§ PASSAGE TO READ
So they put a low number on the physical off-take, but how is their propaganda any different than the German propaganda in 1944 which told their people they were winning the war?  The day of the intervention, they sold 600 tons of paper gold in the first four hours of the selloff.  

600 tons of paper gold went in four hours and you don’t think that 50 tons of that went to a central bank or a sovereign?  That was just the large buyers.  That 50 tons doesn’t even include the smaller players.

So there is a great deal of physical off-take occurring and now you have this enveloping horn of a dollar attack.  I don’t see how they can keep pressuring gold much longer in this environment.  I am convinced leased gold was used in the recent takedown in the gold market.  So that gold has to now be repurchased.

The 50 tons of physical gold taken on the 29th of last month was just the start of some very large drawdowns of physical metal.  The bullion banks also know there are stacks of orders from sovereigns at lower levels, so they have to be careful how they handle the tape here.  

For what it’s worth, those sovereign orders are looking to move to higher levels.  At the same time the bullion banks are harvesting the weak-handed COMEX players.  So if they have 10,000 contracts to cover into, they could care less if that costs them 5 tons of physical gold when they drop the price a bit.

This is why the bullion banks will probably counter sovereigns raising their bids by moving gold back above the 200 day moving average.  This would be done by the bullion banks to prevent those sovereign orders from being filled, even when they are raised. 

On a separate note, those that have been calling for gold to collapse to $1,200 are completely unaware of what is taking place in the physical market.  Who is going to sell it down to those levels?  Hypothetically, if it were to drop below $1,600, China would literally be buying hundreds of tons of gold.

Why would the West give China that gold at discounted prices?  Yes, the bullion banks act on behalf of the central banks to manipulate the price, they act as agents, but the central banks and their agents are also aware that the Chinese are building up their gold reserves.  This is the bigger picture which the gold bears do not understand.”

§ LISTED ENTRIES
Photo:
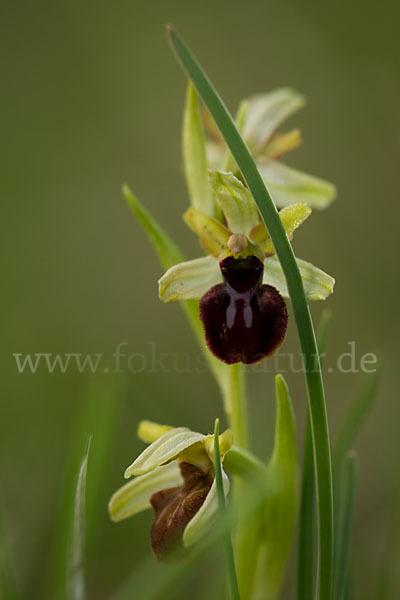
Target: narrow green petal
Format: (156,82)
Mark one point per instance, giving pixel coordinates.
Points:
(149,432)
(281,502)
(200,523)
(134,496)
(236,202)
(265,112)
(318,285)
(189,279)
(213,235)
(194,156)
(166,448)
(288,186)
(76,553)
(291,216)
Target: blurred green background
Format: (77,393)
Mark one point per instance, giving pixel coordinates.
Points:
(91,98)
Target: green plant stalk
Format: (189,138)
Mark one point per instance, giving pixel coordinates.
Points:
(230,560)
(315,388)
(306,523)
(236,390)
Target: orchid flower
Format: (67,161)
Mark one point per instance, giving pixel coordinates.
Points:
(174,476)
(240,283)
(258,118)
...
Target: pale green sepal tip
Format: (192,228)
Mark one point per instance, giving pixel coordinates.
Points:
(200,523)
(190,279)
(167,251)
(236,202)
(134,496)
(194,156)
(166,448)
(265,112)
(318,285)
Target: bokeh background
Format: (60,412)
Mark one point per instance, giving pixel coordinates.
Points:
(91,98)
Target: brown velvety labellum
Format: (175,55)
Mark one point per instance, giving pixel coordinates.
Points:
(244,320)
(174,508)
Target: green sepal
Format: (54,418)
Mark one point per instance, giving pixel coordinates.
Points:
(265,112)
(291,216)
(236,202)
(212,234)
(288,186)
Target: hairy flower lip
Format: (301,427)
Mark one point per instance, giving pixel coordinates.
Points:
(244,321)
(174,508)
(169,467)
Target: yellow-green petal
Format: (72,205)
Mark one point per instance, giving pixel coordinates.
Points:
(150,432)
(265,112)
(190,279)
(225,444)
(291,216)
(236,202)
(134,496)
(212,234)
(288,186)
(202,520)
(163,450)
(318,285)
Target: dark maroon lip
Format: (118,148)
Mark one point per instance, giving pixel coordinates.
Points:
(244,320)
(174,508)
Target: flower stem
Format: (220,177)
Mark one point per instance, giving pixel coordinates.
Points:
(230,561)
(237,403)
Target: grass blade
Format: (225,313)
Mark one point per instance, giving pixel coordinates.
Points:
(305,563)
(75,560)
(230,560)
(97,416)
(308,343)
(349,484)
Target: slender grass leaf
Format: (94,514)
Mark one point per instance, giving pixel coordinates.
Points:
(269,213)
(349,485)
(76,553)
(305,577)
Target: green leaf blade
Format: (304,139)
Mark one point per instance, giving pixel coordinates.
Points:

§ WORK INSTRUCTIONS
List every distinct quantity of gold in tons that the passage on the gold market mentions.

§ FINISHED ANSWER
- 600 tons
- 50 tons
- 5 tons
- hundreds of tons